- **Exercise description**
With both ends included, repeat exactly the lines of the entries below from the one containing "Query: black patch on cow" down to the one containing "Query: woman's hand", and no others.

** Data excerpts follows **

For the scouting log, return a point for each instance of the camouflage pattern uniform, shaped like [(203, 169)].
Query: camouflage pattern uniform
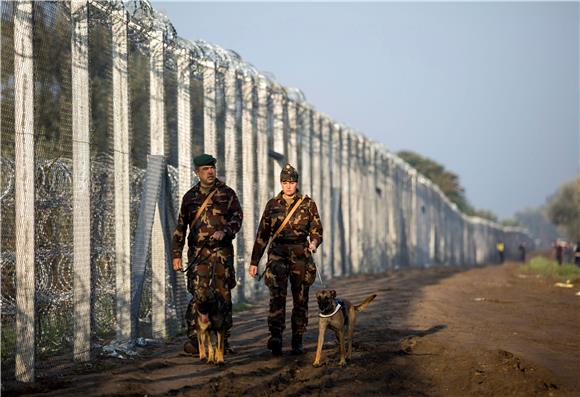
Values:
[(223, 213), (288, 258)]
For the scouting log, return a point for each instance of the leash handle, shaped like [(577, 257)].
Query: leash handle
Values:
[(193, 262)]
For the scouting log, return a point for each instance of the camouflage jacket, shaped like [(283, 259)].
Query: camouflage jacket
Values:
[(305, 222), (223, 213)]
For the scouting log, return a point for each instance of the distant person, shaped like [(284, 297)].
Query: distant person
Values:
[(500, 247), (559, 251), (522, 249)]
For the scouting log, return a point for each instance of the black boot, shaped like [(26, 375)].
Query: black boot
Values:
[(275, 344), (297, 347)]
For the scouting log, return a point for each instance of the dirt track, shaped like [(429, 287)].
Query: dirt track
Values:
[(434, 332)]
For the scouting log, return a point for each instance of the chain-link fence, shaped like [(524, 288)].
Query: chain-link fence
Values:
[(90, 90)]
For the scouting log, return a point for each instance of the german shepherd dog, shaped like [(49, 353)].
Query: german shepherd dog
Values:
[(339, 315), (211, 321)]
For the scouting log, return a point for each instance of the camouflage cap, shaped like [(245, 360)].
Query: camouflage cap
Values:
[(203, 159), (288, 174)]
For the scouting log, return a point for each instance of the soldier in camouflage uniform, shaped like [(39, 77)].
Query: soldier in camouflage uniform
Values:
[(289, 257), (209, 241)]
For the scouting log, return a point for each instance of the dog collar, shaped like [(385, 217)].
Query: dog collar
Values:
[(331, 314)]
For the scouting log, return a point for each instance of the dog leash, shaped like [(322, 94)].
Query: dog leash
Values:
[(197, 259)]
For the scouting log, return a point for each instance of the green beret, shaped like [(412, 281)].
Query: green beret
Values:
[(204, 159), (288, 174)]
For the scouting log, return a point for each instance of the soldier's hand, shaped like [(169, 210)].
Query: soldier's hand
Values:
[(176, 264), (218, 236), (312, 246), (253, 271)]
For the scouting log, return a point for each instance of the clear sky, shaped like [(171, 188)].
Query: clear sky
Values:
[(490, 90)]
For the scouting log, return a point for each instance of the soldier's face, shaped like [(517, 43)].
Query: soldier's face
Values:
[(289, 188), (206, 174)]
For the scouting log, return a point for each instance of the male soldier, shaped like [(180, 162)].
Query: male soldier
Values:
[(213, 214), (292, 223)]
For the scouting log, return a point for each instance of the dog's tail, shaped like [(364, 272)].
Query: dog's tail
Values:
[(365, 303)]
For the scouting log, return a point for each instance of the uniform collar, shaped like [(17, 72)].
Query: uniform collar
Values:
[(280, 197), (217, 184)]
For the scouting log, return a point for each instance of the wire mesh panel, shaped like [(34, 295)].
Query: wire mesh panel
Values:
[(197, 110), (7, 192), (53, 186), (103, 236), (139, 142)]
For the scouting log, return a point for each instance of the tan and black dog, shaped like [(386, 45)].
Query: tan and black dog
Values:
[(211, 321), (339, 316)]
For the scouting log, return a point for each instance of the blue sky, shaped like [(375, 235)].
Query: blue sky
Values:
[(490, 90)]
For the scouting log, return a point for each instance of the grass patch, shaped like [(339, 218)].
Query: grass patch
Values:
[(548, 268)]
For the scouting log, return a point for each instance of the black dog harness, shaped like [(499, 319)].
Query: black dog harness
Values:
[(339, 306)]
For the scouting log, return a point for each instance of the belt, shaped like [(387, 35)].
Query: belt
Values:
[(280, 241)]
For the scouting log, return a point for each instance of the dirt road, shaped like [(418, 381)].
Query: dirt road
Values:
[(432, 332)]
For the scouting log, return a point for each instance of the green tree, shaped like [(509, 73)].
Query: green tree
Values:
[(563, 209)]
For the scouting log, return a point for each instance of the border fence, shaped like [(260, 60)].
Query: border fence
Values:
[(103, 107)]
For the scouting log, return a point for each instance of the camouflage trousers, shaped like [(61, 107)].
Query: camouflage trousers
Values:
[(289, 262), (216, 270)]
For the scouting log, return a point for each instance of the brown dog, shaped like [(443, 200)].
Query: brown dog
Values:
[(339, 316), (210, 322)]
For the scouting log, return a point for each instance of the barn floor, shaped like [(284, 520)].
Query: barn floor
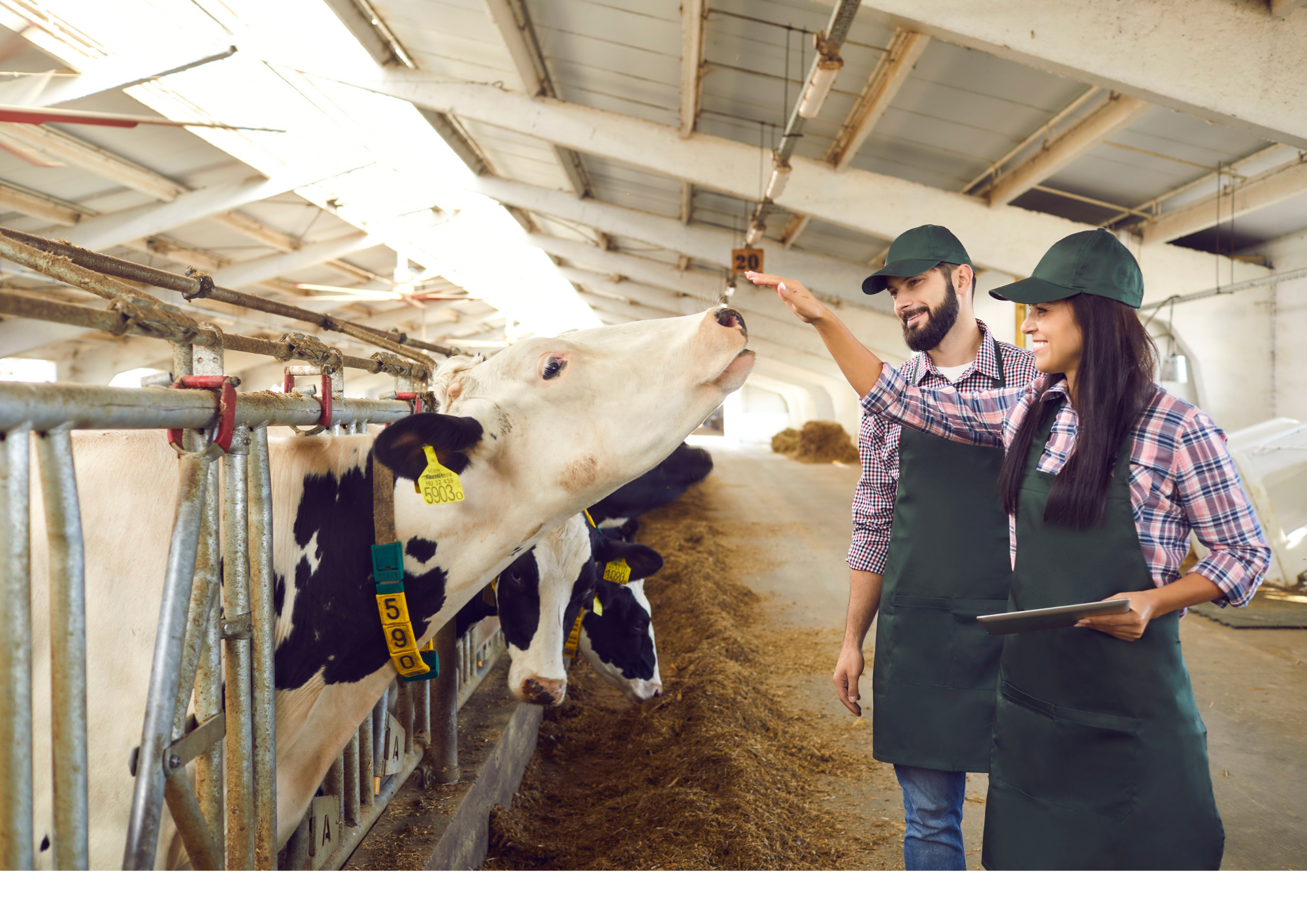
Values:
[(1251, 684)]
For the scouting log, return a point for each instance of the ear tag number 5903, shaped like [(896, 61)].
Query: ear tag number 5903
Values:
[(437, 484)]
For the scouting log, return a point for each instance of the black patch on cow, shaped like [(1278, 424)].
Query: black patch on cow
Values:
[(661, 486), (401, 445), (520, 601), (621, 636), (335, 627), (474, 612), (420, 550)]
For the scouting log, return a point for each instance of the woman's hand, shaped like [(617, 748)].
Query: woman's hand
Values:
[(794, 295), (1129, 627)]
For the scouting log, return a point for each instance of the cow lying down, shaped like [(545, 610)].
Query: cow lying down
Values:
[(540, 597), (538, 433)]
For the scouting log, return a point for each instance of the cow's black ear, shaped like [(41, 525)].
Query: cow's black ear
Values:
[(399, 446), (641, 559)]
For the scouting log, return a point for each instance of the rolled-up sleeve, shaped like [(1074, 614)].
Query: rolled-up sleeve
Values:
[(964, 418), (1220, 513), (874, 500)]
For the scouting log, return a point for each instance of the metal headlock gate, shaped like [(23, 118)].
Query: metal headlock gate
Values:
[(219, 650)]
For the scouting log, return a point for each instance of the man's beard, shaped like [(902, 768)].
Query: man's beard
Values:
[(940, 322)]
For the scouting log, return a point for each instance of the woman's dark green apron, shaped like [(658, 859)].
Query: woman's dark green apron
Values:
[(1100, 757), (950, 563)]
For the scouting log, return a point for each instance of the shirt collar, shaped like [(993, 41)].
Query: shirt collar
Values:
[(985, 364)]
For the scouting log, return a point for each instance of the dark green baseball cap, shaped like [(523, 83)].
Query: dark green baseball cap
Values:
[(914, 253), (1095, 262)]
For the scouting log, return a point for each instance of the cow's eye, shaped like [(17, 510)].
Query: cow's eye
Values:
[(554, 367)]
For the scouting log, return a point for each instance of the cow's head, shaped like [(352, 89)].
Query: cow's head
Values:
[(568, 420), (619, 642), (543, 593)]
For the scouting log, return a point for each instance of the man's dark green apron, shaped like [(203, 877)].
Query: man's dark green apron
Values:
[(935, 671), (1100, 757)]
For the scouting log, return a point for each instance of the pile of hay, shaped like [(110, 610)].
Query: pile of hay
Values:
[(717, 774), (818, 442)]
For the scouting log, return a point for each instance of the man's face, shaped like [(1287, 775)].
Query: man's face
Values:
[(927, 305)]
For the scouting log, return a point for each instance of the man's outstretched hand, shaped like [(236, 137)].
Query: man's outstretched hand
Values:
[(849, 670)]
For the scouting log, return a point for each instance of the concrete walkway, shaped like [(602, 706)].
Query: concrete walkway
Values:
[(1251, 684)]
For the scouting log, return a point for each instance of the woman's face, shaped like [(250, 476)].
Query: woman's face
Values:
[(1055, 337)]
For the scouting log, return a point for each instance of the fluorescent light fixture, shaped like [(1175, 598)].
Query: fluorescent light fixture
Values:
[(780, 177), (820, 80)]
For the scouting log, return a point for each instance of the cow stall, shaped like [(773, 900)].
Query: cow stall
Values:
[(214, 767)]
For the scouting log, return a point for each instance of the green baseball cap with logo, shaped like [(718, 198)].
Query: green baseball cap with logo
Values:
[(914, 253), (1093, 262)]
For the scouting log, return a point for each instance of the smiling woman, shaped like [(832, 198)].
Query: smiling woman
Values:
[(1100, 756)]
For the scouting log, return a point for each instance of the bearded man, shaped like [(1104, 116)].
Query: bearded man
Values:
[(930, 550)]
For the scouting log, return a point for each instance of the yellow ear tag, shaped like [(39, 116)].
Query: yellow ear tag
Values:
[(618, 572), (437, 484)]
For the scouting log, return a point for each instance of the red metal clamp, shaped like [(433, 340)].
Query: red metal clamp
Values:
[(416, 398), (288, 385), (227, 407)]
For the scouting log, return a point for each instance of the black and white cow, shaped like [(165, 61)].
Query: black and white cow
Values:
[(542, 594), (538, 433), (661, 486)]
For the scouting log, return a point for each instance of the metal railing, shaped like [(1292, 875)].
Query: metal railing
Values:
[(222, 655)]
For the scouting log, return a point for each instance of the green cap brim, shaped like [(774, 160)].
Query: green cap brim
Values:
[(878, 282), (1032, 292)]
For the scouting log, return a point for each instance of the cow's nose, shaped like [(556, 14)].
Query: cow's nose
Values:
[(543, 691), (730, 318)]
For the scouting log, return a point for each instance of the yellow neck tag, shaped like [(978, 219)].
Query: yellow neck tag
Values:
[(401, 641), (437, 484), (618, 572), (574, 636)]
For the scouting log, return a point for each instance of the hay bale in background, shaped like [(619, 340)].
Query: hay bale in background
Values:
[(786, 442), (818, 442)]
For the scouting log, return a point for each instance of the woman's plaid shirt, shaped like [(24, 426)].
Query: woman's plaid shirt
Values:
[(878, 444), (1182, 476)]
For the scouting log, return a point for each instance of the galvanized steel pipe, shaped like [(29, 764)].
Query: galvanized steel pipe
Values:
[(67, 650), (46, 404), (148, 795), (265, 624), (16, 793), (239, 657)]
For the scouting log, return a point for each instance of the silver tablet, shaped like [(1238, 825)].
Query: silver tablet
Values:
[(1050, 618)]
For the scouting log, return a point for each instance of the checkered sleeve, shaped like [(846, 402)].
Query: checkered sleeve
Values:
[(874, 500), (964, 418), (1220, 513)]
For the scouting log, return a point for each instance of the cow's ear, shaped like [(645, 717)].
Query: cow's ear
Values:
[(641, 559), (399, 446)]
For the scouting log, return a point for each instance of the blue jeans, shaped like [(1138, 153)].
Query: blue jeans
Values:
[(933, 807)]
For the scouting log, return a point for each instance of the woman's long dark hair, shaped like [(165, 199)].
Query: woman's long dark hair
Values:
[(1113, 386)]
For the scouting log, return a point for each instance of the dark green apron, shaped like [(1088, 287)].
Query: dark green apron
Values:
[(1100, 757), (950, 563)]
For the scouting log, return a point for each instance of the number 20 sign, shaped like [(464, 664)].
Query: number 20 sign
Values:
[(747, 259)]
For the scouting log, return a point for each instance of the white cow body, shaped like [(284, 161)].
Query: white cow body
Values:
[(563, 423)]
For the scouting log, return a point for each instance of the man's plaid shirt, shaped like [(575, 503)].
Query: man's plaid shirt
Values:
[(878, 444), (1182, 476)]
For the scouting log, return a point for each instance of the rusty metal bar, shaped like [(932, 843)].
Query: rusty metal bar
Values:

** End of Data excerpts **

- **Task output**
Query: black patch on cow
Values:
[(661, 486), (401, 445), (520, 601), (621, 636), (335, 627), (474, 612), (420, 550)]
For the scouting log, return a point for each instance of the woman's hand, shaped like [(617, 748)].
Query: woman's hand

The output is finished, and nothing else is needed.